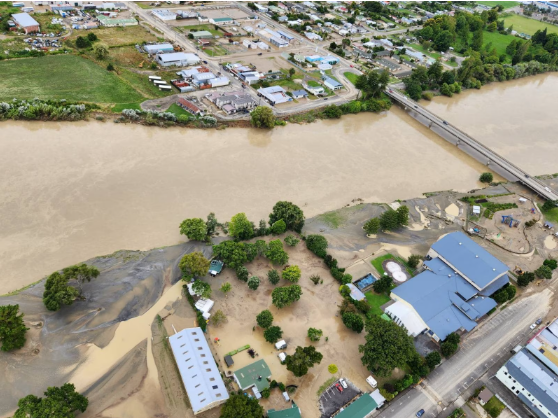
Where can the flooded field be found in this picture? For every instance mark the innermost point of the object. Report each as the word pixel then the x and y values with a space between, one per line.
pixel 71 191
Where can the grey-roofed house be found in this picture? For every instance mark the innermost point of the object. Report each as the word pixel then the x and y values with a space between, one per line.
pixel 200 374
pixel 452 294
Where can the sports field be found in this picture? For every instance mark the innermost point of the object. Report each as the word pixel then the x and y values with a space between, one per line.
pixel 63 77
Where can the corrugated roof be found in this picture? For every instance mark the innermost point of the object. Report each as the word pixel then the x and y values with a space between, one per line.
pixel 469 258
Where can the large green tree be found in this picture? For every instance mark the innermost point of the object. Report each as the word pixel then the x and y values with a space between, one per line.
pixel 12 328
pixel 195 229
pixel 290 213
pixel 58 292
pixel 286 295
pixel 302 360
pixel 240 227
pixel 239 405
pixel 387 346
pixel 194 265
pixel 275 252
pixel 262 117
pixel 62 402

═══

- [JOB]: Render all the entries above as a two-column CSV with the headers input and output. Give one row for each piece of text together with the answer that follows it, put each field in double quotes with line breaks turned into spaces, and leave the pictures out.

- [ANSWER TO THE PROBLEM]:
input,output
"Where can the flooded field be found in this picture? For every instance mark the innermost point of the object. Report each as the word pixel then the x and y values with a space between, one per line.","pixel 71 191"
"Where can the grey-roofed house be found in this picture? For every instance mark the innermost point of the object. Report each as the word pixel then the x and y values with a space between, one per line.","pixel 200 374 pixel 452 294"
"Where can the sports field be found in this picture? For every instance mark the innermost point of the object. Report each as the word pixel then the x and y values with a space between, one per line.","pixel 63 77"
"Where can the corrugated roof be found in this picture? For every instance mark the innermost point of the object. Report each as the word pixel then the x and y values with a space between, one per line.","pixel 469 258"
"Where can the large green tree be found in this picture? For every instance mark the innermost point of the object. Report each as the word pixel then the x and y values with a space between, one per line.","pixel 12 328 pixel 195 229 pixel 290 213 pixel 58 292 pixel 286 295 pixel 302 360 pixel 240 227 pixel 239 405 pixel 387 346 pixel 194 265 pixel 275 252 pixel 262 117 pixel 62 402"